* **Challenges**:
**1)** In the text on how English-speaking cultures say "no," what does an American mean during a discussion by saying "I wonder if this is really the best solution"?
**2)** Write the next part of the text on politeness and indirect refusals in English-speaking cultures, picking up after its final sentence.

* **Text provided**:
::::

Cultures from the Anglosphere are speaking with a cultural code which demands politeness. For example, it is considered crude to answer directly with "no." Therefore they use phrases that every other English speaker understands as "no," yet do not mean "no". (Dear women: Some problems with "no" seem more influenced by gender than culture. I am sorry.)
When a woman asks her best girlfriend if a specific dress fits her, should the friend be German she may answer with a grimace: "You? Not really" or "I don't know if that really fits you." An American woman would be more apt to answer, "Wouldn't blue be a better fit to your eyes?" -- which means you are looking like an anorexic scarecrow with a drug problem -- while a German girl asking would get the inkling that they are talking past each other. "Eyes? Why is she blathering about my eyes? I want to know if my butt juts out!"
Other examples: During a discussion with Americans, "I wonder if this is really the best solution" means "no." Likewise, "I'm wondering if we need more time" or "we might want to review some parts of the project" are also negative. Americans are perplexed (or simply angry) when Germans, after a short reflection, respond, "Nope, it's ok" and simply continue. From the American's point of view, the message was clear.
The rules are valid for the daily routine, too. A polite Canadian won't tell you that he does not like a present because it seems to him to be indecent as it could hurt your feelings. And that is -- we are coming to the central point of the story -- in case of doubt, more important than the truth. For this reason he or she tells you -- if ever -- encoded in indirect language, and because the gift-giver is expected to know the code, he understands and everything remains polite. Not without good reason there exist the terms "little white lie" and "polite lie," which are significantly weaker even than "white lie": these are culturally accepted, even culturally mandated lies.
This prompts the question of how Britons & co. react if they really like the present. In short: they freak out. "Look, honey, I wanted this since I was seven, no, I mean, before I was born, wait until the neighbours see that, oh my goodness!" There will be many, many, many thanks. This day will rest in his memory forever and he will tell his grandchildren about it and it will be chiseled on his tombstone, etc. If you are German and you begin to have the feeling that it's getting embarassing and you begin to suspect that your counterpart is pulling your leg, all was correct.

::::

* **Data section**:
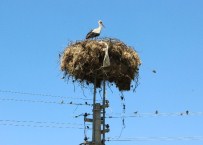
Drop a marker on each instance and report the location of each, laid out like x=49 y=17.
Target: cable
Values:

::::

* **Answers per task**:
**1)** "No."

**2)**
While happy English speakers are a bit strenuous for Germans, the reverse situation is more serious. An American who gives a German a present is almost always crestfallen because Germans never flip out. In the codebook of an English speaker, a completely normal German "Thank you very much" is a sign that the present was not liked. The author needed to comfort several saddened English speaking compatriots coming back from a date with German woman: "She didn't like my present! What did I do wrong? I don't understand." Erm, no, she really liked it, but she is a German. They are that way. Marry her nonetheless.
And now the part which may be uncomfortable for interested readers: The rules are still compulsory for English speakers in foreign countries. "If you don't have anything nice to say, don't say anything" has been hammered into their minds as children and so they will hold their tongue about anything negative during their time as a guest. Criticism as a guest is one of the most grievous offenses of politeness.
For that reason it's impossible to find out what English speakers really think about Germany. If they are well-mannered, they will always say that it is wonderful. Amazing. Great! Any other response would be a catastrophic breach of manners on par with using the tablecloth as a handkerchief and chopsticks as cotton swabs.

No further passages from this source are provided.